• **Required work**: Look through the listing below and report the lines that have the word "white" in them.

• **Given data**:
- Opening Delimiter -

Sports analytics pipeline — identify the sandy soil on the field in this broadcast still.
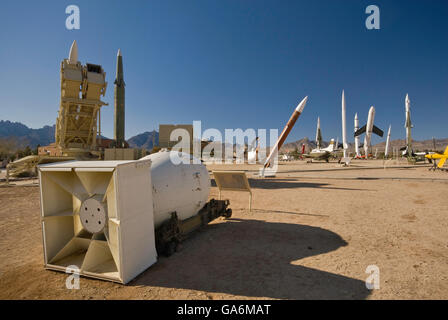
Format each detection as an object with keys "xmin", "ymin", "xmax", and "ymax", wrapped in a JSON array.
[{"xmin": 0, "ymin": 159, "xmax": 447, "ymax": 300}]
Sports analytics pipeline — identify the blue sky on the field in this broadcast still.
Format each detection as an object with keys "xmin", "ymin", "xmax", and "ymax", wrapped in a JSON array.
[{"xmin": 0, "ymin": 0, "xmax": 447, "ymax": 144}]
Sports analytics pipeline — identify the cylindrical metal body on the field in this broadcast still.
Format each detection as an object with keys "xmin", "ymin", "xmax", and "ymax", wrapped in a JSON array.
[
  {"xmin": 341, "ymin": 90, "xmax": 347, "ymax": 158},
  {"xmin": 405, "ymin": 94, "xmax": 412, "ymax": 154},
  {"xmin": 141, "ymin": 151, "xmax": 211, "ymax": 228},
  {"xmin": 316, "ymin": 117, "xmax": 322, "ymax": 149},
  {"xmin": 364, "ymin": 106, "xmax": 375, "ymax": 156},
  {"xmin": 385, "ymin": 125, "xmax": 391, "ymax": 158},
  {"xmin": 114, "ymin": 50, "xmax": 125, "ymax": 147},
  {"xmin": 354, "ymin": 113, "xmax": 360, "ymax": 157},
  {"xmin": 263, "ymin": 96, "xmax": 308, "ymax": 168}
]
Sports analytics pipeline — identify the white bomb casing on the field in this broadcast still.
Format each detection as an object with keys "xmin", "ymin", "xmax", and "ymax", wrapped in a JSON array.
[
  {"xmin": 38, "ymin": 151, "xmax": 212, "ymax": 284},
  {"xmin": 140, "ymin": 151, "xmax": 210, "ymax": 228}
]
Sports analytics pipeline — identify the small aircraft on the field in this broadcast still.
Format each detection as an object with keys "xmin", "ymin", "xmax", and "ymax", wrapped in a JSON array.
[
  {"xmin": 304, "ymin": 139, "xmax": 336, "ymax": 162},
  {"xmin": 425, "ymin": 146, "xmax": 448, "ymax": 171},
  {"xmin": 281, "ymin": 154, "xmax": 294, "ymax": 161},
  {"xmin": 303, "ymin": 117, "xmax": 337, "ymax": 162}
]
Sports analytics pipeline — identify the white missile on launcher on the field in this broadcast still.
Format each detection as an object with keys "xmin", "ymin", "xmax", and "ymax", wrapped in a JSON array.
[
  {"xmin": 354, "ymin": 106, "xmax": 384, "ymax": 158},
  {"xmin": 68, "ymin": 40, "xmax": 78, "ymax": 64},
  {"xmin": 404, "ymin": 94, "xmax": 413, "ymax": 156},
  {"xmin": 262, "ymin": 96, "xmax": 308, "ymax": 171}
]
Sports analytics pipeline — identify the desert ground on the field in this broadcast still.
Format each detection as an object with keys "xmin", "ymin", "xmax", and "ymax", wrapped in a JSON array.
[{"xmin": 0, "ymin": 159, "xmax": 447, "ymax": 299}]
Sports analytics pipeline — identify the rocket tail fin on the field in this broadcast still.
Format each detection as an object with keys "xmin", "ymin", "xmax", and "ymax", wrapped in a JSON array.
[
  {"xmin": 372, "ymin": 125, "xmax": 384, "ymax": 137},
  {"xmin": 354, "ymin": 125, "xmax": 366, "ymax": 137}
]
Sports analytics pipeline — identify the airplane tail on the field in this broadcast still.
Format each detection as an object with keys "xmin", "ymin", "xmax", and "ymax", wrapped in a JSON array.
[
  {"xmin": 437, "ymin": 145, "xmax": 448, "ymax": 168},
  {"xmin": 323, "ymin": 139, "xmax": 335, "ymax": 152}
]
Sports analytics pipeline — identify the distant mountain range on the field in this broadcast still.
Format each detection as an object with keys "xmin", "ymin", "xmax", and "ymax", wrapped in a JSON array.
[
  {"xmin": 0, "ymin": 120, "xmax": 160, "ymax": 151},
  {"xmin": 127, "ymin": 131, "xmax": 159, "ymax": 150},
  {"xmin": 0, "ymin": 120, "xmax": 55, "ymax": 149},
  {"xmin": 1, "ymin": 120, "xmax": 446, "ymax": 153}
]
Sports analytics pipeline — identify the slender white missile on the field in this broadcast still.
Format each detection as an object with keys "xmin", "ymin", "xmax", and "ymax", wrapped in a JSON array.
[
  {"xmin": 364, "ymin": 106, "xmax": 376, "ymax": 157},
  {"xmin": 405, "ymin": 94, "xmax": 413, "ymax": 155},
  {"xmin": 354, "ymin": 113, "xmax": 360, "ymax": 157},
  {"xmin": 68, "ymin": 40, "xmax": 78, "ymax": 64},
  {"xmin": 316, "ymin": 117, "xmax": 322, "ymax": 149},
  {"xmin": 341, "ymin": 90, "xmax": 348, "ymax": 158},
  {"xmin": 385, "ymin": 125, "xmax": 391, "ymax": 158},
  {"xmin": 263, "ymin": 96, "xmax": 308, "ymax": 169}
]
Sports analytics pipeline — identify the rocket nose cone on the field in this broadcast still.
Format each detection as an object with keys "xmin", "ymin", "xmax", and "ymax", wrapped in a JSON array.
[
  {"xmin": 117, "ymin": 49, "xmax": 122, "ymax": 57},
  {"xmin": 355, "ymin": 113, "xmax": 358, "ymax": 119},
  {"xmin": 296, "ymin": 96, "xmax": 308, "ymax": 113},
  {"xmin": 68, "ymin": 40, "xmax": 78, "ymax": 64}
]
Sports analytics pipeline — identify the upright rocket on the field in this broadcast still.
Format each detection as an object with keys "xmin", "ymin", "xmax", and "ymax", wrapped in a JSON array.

- Closing Delimiter -

• **Answer space**:
Sports analytics pipeline — identify the white bomb casing on the field in this broadcast still.
Sports analytics pipeline — identify the white missile on launcher on the field in this broadcast still.
Sports analytics pipeline — identify the slender white missile on the field in this broadcast still.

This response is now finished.